> _Data listing_
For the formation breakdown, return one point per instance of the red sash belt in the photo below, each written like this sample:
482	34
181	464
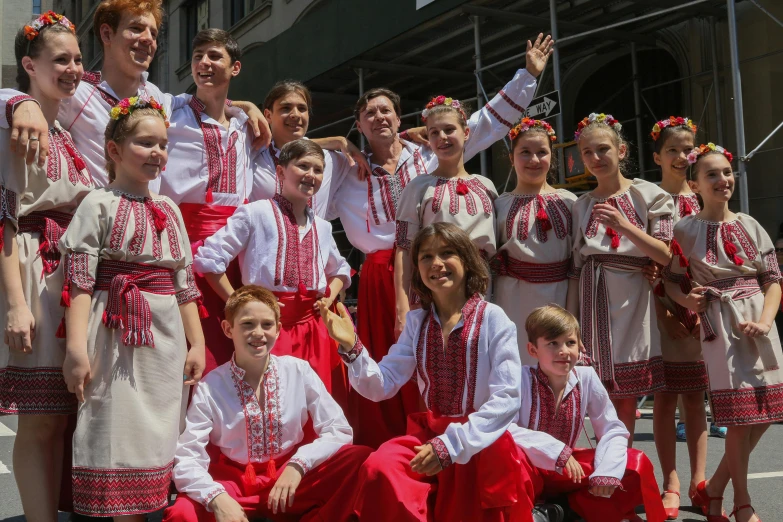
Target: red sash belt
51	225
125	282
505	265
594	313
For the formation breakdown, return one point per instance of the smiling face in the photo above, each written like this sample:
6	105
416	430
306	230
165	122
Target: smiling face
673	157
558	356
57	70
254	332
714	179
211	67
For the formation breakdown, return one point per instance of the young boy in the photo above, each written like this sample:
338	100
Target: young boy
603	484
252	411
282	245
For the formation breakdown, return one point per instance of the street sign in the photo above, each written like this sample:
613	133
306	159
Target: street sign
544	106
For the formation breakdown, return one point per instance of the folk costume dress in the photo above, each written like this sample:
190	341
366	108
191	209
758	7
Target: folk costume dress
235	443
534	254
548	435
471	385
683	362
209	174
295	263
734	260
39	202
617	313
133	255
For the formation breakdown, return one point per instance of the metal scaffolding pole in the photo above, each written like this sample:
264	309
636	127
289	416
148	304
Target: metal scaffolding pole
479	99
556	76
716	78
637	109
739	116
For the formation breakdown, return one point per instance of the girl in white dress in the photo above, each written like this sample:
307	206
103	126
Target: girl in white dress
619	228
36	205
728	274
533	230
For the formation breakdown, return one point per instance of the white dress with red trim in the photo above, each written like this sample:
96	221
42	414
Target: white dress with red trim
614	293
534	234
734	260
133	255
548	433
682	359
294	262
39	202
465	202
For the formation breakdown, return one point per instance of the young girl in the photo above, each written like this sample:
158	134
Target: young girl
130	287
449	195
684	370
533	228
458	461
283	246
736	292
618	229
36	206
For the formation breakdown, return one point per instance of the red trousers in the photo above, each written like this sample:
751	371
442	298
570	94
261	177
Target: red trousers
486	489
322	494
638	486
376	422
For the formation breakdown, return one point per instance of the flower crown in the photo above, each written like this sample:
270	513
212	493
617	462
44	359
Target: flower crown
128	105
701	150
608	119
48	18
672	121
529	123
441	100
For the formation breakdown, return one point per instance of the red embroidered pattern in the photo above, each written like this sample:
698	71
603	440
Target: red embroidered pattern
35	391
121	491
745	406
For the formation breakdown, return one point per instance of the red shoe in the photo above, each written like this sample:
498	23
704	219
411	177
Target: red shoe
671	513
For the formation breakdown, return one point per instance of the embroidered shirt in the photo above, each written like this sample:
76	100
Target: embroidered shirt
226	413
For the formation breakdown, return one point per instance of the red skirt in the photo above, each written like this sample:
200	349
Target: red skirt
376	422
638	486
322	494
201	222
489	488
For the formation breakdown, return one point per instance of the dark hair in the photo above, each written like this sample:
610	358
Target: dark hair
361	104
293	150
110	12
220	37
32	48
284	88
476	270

* * *

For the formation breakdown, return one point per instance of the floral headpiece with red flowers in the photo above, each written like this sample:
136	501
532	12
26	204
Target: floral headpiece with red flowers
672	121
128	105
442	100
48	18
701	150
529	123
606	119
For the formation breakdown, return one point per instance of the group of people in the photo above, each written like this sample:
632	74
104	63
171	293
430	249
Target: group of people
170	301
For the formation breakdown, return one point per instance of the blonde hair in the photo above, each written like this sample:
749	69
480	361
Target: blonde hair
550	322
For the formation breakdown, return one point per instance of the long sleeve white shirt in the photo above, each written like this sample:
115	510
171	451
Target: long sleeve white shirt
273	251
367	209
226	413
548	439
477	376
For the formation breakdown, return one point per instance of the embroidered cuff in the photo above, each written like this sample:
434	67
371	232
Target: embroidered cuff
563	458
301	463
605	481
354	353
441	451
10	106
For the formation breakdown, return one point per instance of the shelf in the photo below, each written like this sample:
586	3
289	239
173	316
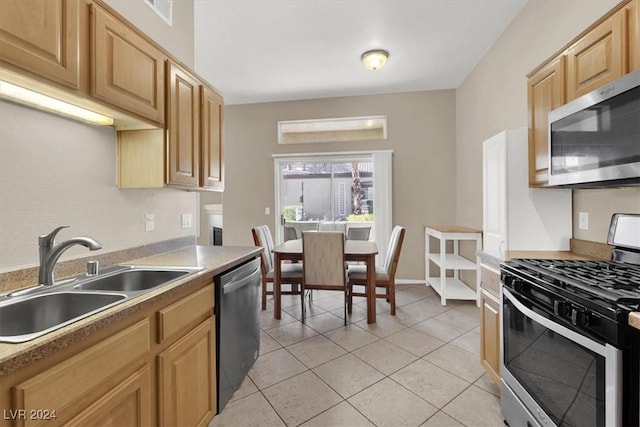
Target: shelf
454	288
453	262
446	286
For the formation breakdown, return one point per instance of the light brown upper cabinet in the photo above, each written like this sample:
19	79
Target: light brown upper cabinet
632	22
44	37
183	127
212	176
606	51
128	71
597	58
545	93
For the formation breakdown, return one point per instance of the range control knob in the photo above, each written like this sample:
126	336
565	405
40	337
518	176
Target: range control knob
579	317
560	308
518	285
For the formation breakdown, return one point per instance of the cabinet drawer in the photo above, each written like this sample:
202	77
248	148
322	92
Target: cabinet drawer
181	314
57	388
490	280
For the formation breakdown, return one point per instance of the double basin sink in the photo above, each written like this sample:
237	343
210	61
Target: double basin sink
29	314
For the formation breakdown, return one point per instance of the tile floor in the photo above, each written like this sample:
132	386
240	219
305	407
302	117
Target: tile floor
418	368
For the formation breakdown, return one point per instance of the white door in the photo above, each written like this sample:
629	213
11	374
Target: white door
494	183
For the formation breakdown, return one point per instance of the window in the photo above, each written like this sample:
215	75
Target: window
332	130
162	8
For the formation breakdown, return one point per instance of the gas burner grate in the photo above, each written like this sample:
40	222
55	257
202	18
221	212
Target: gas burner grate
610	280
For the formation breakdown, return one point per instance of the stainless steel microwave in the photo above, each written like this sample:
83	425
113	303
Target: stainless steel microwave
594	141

* * *

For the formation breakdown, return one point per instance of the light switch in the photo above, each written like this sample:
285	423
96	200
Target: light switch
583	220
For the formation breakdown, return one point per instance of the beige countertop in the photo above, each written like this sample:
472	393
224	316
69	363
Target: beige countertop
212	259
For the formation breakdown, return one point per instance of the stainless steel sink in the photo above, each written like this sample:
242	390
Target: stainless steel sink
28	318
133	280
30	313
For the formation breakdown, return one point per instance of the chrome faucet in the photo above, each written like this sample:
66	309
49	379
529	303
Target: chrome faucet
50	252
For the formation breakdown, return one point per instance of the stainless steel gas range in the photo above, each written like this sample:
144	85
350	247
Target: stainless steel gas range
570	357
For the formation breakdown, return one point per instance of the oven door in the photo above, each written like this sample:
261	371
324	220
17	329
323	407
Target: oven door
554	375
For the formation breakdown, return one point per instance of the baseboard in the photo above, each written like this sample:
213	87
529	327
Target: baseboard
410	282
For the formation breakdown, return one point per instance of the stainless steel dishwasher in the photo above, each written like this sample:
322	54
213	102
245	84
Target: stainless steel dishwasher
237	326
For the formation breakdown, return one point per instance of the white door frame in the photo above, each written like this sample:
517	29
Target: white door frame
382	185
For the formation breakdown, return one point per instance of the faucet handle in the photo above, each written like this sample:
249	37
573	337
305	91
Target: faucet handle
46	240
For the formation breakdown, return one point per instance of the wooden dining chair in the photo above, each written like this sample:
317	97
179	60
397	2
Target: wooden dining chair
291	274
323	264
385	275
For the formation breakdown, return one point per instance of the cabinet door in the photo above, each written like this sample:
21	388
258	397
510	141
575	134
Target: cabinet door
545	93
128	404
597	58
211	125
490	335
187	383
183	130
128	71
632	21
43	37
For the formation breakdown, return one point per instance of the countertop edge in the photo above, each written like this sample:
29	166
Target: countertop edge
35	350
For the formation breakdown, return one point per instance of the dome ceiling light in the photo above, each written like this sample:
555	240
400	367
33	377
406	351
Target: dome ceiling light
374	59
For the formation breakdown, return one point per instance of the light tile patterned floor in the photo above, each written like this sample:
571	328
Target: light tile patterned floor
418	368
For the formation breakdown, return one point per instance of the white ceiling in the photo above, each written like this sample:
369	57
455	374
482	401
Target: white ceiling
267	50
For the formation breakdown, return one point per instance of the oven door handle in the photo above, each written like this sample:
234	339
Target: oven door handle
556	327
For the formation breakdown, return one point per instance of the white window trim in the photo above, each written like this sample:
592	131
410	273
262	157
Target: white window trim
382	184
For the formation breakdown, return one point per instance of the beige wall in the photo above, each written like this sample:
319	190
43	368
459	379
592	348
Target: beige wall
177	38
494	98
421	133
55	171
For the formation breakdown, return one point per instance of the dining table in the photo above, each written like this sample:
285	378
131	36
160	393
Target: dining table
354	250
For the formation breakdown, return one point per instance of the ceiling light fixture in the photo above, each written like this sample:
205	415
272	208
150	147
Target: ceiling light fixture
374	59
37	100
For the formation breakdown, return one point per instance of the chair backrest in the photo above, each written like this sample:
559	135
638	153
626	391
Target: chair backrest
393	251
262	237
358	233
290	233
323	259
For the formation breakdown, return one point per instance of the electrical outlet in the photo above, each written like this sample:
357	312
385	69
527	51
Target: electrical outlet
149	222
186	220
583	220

> _Written problem_
Count how many lines of the items contain the string "cuff" and state that number alone.

> _Final result_
2